[[ Document text open ]]
Previous studies have used the rat model to investigate the development of IDA by restricting iron from their diets. Younger rats are typically more amendable to induction of IDA, given their rapid growth rate, and a greater percentage of iron is derived from diet alone. Dallman et al.15 were able to successfully induce IDA in 36-day-old rats by ID diets alone. We aimed to follow the same time frame at inducing IDA with an ID diet. However, since our rat model included placement of jugular vein cannulas, the earliest the experimental animal was available to induce an ID diet was at 42 days of life; therefore, we decided to additionally phlebotomize our rat model to ensure IDA. Our method was able to induce IDA and thrombocytosis, which was evident with lower hemoglobin, lower MCV, higher TIBC, and higher platelet count in ID rats when compared to C rats, as well as lower iron levels in the ID rats when compared at day 0 to day 35 of study.

Traditional hematopoietic growth factors have not been shown to be associated with IDA-induced thrombocytosis. A recent study by Evstatiev et al.16 assessed the mRNA expression of several hematopoietic growth factors, including TPO, IL-6, and IL-11 in the liver, kidney, and spleen of ID rats, and did not find statistical differences between the ID and C rats.

In addition to not finding an increase in traditional hematopoietic growth factors, Evstatiev et al.16 also found a decreased megakaryocyte proliferation, and changes in megakaryopoiesis that included enhanced progenitor expansion, increased megakaryocyte ploidy, and overall augmented megakaryocyte differentiation. They went on to further investigate potential genes involved in the process of megakaryocyte differentiation and found increased hypoxia-inducible factor 1 alpha subunit protein expression in megakaryocytes from ID rats, and a higher concentration of VEGF-A in ID culture supernatants.17 A study by Xavier-Ferrucio et al.18 that involved mice with acquired IDA did not show a difference in frequency of CD41 megakaryocytes when compared to controls, but found that low iron biases the commitment of megakaryocytic erythroid progenitors toward the megakaryocyte lineage .
[[ Document text closed ]]
[[ Data open ]]
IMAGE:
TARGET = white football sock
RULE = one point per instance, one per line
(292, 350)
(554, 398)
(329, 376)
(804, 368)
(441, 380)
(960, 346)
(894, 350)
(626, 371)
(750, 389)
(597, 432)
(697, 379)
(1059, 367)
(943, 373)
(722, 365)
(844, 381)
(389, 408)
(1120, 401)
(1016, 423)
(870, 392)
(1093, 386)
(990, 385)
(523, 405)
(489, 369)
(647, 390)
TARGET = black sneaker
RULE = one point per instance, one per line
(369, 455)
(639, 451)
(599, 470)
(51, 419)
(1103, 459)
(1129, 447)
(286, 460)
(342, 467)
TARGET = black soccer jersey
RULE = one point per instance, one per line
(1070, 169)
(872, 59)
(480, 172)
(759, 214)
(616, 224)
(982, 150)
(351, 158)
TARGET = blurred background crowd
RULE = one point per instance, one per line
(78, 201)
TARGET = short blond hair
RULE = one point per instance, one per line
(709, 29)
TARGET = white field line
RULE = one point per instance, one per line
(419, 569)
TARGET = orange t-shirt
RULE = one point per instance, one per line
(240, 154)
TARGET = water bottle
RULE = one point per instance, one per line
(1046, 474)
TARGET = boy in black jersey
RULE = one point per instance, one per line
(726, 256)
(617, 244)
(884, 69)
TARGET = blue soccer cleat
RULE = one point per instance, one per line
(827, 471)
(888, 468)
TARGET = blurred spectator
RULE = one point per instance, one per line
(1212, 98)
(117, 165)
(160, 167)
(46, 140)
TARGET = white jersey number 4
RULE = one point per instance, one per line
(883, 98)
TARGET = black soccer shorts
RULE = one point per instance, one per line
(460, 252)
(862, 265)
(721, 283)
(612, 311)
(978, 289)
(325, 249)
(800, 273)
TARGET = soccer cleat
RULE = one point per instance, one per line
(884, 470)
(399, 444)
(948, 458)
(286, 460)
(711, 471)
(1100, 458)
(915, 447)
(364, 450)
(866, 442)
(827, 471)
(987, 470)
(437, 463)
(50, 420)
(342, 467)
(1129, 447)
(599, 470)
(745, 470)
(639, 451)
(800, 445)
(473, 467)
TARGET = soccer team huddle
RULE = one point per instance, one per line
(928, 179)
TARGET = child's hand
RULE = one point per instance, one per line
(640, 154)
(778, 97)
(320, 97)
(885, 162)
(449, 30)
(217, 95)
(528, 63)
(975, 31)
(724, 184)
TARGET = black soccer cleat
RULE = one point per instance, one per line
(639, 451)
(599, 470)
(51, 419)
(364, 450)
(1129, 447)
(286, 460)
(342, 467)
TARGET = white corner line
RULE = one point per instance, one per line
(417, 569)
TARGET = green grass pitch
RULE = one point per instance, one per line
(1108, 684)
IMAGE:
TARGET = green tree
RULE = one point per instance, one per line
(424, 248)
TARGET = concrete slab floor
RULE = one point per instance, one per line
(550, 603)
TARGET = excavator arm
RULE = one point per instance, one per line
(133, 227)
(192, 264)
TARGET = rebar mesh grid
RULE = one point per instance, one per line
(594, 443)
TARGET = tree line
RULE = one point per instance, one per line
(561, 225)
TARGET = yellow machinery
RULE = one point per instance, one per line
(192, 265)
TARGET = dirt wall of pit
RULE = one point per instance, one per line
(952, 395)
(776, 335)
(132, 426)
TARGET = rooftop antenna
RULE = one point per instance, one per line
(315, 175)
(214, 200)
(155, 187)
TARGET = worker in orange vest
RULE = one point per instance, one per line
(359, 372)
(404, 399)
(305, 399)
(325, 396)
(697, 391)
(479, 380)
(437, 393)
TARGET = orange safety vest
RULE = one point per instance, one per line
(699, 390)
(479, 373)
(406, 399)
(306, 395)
[[ Data closed ]]
[[ Data open ]]
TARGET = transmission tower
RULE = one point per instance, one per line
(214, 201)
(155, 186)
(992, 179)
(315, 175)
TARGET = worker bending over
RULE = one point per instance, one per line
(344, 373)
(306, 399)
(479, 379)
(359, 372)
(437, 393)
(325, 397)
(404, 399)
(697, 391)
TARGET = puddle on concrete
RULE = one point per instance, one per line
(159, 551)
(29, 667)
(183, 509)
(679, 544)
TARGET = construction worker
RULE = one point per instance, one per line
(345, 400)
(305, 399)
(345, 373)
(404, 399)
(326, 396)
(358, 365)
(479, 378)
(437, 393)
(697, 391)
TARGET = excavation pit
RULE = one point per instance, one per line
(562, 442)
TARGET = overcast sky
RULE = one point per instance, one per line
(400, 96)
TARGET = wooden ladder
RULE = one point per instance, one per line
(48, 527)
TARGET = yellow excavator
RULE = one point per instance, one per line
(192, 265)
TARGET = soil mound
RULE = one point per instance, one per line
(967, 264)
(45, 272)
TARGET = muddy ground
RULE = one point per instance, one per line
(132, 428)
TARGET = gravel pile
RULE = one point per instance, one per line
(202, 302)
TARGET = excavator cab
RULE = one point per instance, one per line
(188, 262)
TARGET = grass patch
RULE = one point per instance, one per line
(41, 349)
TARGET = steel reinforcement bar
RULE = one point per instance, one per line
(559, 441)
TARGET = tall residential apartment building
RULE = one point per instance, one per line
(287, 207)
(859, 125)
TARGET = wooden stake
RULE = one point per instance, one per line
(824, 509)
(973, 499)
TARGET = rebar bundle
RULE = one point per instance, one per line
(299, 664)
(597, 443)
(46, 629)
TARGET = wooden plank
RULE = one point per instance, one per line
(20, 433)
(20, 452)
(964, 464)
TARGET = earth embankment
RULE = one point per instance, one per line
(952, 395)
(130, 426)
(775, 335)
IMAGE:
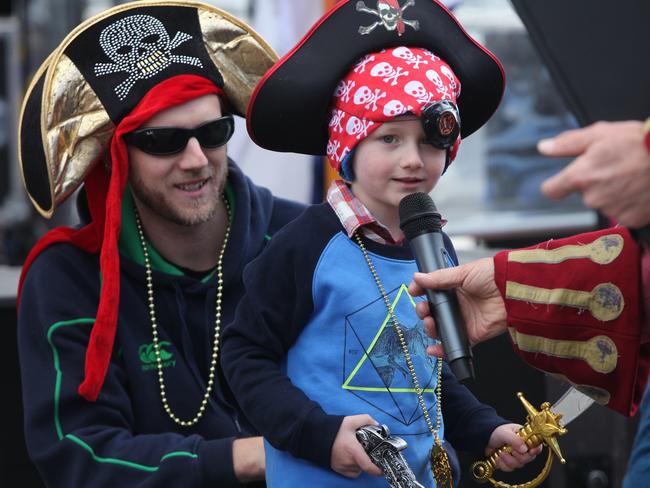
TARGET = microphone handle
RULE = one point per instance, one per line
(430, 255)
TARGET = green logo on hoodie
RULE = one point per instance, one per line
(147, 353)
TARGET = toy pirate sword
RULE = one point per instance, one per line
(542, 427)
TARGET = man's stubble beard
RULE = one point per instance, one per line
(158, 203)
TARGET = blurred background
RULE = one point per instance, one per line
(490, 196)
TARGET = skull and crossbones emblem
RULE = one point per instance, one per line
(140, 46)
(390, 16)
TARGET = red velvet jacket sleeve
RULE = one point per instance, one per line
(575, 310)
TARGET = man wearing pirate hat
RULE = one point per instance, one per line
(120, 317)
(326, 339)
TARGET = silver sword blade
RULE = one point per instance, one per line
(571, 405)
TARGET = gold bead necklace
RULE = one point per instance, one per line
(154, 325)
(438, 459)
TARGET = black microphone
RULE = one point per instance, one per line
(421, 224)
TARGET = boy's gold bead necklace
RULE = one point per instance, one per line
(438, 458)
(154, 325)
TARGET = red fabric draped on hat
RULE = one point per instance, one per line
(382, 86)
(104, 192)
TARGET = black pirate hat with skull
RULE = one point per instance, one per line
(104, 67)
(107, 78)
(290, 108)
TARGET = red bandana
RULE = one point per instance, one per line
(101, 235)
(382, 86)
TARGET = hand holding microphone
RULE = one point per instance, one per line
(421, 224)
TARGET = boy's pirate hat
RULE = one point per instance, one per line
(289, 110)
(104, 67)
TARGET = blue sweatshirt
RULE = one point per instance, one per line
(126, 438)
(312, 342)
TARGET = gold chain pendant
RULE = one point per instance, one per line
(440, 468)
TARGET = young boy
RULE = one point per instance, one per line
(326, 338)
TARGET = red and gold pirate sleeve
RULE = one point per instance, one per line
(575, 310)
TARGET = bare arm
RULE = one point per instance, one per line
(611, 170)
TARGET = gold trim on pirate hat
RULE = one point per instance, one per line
[[ Data closed ]]
[[ Data open ]]
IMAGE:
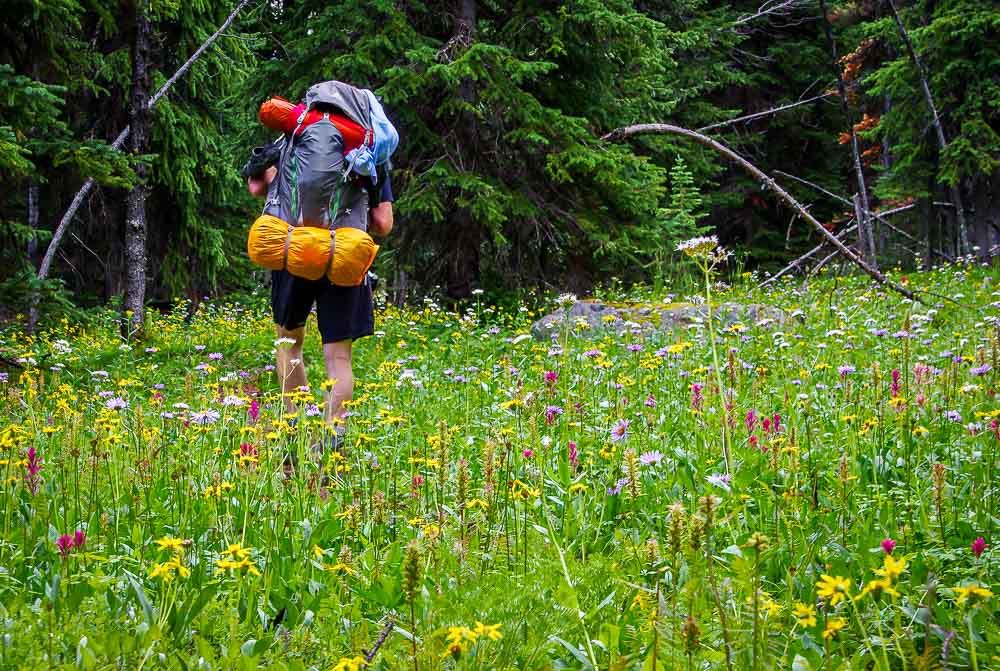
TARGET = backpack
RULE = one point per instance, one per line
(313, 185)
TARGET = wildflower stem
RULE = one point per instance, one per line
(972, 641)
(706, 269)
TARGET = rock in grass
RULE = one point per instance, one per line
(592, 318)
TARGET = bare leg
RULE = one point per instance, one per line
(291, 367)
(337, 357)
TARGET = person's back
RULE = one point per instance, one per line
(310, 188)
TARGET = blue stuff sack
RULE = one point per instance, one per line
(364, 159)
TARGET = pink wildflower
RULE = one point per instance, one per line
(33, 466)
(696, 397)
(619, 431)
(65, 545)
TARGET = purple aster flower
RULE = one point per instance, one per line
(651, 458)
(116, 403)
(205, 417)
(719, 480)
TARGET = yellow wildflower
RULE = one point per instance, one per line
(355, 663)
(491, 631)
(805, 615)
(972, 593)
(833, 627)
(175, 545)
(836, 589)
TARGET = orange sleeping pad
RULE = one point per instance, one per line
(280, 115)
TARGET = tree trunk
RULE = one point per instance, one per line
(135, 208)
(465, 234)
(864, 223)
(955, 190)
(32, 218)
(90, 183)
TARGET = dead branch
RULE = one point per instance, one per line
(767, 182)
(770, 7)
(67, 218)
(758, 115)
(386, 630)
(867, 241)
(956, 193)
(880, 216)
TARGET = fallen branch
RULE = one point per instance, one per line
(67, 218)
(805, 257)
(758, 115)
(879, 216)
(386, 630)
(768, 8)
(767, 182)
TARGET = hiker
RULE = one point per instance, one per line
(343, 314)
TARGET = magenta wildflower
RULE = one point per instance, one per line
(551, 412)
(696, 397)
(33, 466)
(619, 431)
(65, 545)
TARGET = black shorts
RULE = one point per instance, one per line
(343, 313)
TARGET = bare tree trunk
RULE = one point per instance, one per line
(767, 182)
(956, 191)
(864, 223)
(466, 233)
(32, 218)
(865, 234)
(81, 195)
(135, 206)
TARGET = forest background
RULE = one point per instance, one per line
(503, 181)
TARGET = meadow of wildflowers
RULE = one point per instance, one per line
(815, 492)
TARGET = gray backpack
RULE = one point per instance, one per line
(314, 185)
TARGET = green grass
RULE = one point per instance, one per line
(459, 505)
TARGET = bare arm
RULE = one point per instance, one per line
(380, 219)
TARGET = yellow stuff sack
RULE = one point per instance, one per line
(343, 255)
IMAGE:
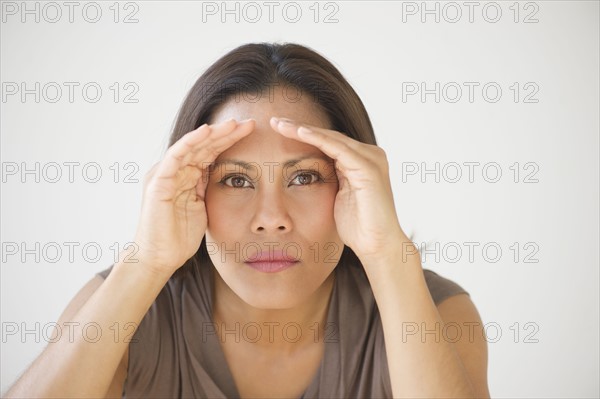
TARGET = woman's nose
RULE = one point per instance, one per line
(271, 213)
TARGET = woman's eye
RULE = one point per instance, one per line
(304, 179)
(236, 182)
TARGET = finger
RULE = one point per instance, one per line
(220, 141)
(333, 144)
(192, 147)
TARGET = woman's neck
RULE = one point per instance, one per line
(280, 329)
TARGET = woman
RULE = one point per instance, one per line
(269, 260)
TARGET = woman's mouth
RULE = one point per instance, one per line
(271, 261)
[[ Data closed ]]
== Set of tasks ==
1. In the iron deficiency anemia text above, rewrite the paragraph beginning "Traditional hematopoietic growth factors" as a short list that keeps its main facts.
2. Write the next part of the iron deficiency anemia text above, picking up after its final sentence.

== Responses ==
1.
- Traditional hematopoietic growth factors have not been shown to be associated with IDA-induced thrombocytosis.
- Evstatiev et al. assessed mRNA expression of several hematopoietic growth factors, including TPO, IL-6, and IL-11, in the liver, kidney, and spleen of ID rats.
- They found no statistical differences between the ID and C rats.

2.
In contrast to the above studies, we were able to find an increased number of megakaryocytes in the bone marrow of the rats with IDA when compared to the C group. We similarly found increases in VEGF; however, this was on the surface of the megakaryocytes of our ID rat model rather than cell supernatants from cord blood in an ID state reported by previous studies.17 In addition, we were able to demonstrate an increase in other cytokines associated with angiogenesis on the surface of megakaryocytes. Moreover, we also demonstrated a clear increase in vessels within the bone marrow of the rats with IDA and thrombocytosis, which we believe is associated with active angiogenesis. Platelets are involved in multiple physiological processes. Many of these processes are associated with active angiogenesis like wound healing, metastatic cancer development, and inflammation. How IDA relates to these processes remains unclear, but we have demonstrated increased megakaryocytes in the bone marrow and an association of angiogenic factors with the presence of IDA and thrombocytosis in our rat model. Angiogenesis may be induced by a hypoxic state based on increased hypoxia-inducible factor 1 alpha subunit identified by other researchers.17 However, we believe that there are other pathways associated with angiogenesis given that other angiogenic cytokines aside from VEGF were also increased that are not directly regulated by hypoxia-inducible factors. How iron deficiency is associated with angiogenesis remains to be elucidated and needs further study.